グリーン調達についての本文を、一字も変えずに全文出力すること。

> [本文]
━━━━━━━━━━━━━━━━━━━━━━━━━━━━━━
グリーン調達の推進は、法規制への迅速な適応や、取引先・投資家からの信頼向上につながります。環境リスクの管理体制を強化し、持続可能な経営を目指しましょう。

付加価値の拡大

グリーン調達を推進することで、企業は製品やサービスの付加価値を向上できます。環境負荷の軽減に加え、売上の拡大やコスト削減も大きなメリットです。

 

サプライヤーが環境経営を実践し、事業機会の獲得とリスク回避を意識することで、付加価値の向上と環境負荷の削減を同時に実現できます。例えば、資源・エネルギーの使用削減はコスト削減につながり、資源制約への対応も可能です。



このようにグリーン調達は、企業の競争力向上にも貢献します。環境配慮型の商品やサービスは、消費者や取引先の評価を高め、新たな市場機会の創出につながります。

取引や事業の拡大

グリーン調達の推進により、企業は取引先との関係を強化し、新たな事業機会を創出できます。環境経営の実践は、事業の拡大とリスクの軽減を同時に実現する手段のひとつです。
━━━━━━━━━━━━━━━━━━━━━━━━━━━━━━
> [提供データ]

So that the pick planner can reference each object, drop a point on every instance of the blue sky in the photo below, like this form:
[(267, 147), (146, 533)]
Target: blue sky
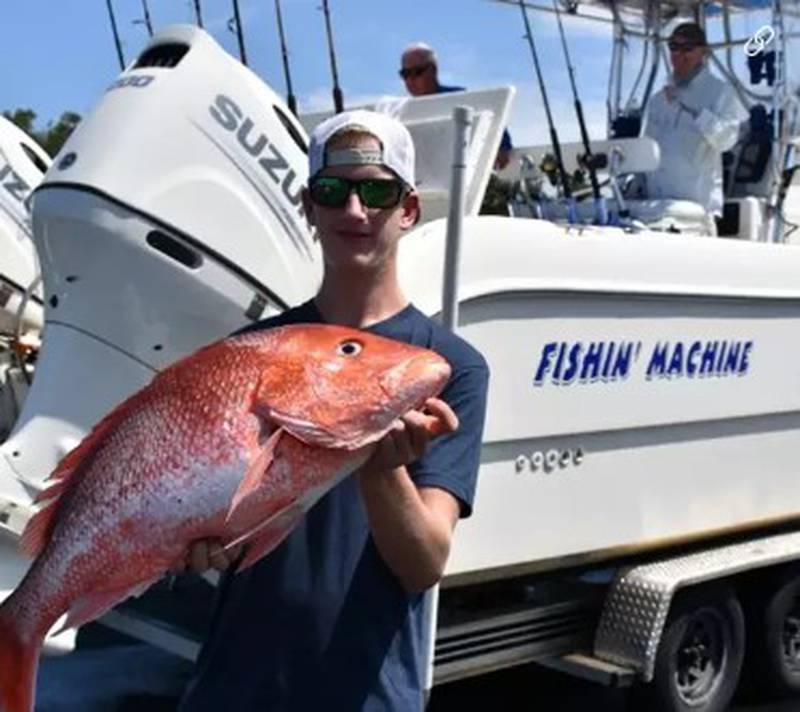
━━━━━━━━━━━━━━━━━━━━━━━━━━━━━━
> [回答]
グリーン調達の推進は、法規制への迅速な適応や、取引先・投資家からの信頼向上につながります。環境リスクの管理体制を強化し、持続可能な経営を目指しましょう。

付加価値の拡大

グリーン調達を推進することで、企業は製品やサービスの付加価値を向上できます。環境負荷の軽減に加え、売上の拡大やコスト削減も大きなメリットです。

 

サプライヤーが環境経営を実践し、事業機会の獲得とリスク回避を意識することで、付加価値の向上と環境負荷の削減を同時に実現できます。例えば、資源・エネルギーの使用削減はコスト削減につながり、資源制約への対応も可能です。



このようにグリーン調達は、企業の競争力向上にも貢献します。環境配慮型の商品やサービスは、消費者や取引先の評価を高め、新たな市場機会の創出につながります。

取引や事業の拡大

グリーン調達の推進により、企業は取引先との関係を強化し、新たな事業機会を創出できます。環境経営の実践は、事業の拡大とリスクの軽減を同時に実現する手段のひとつです。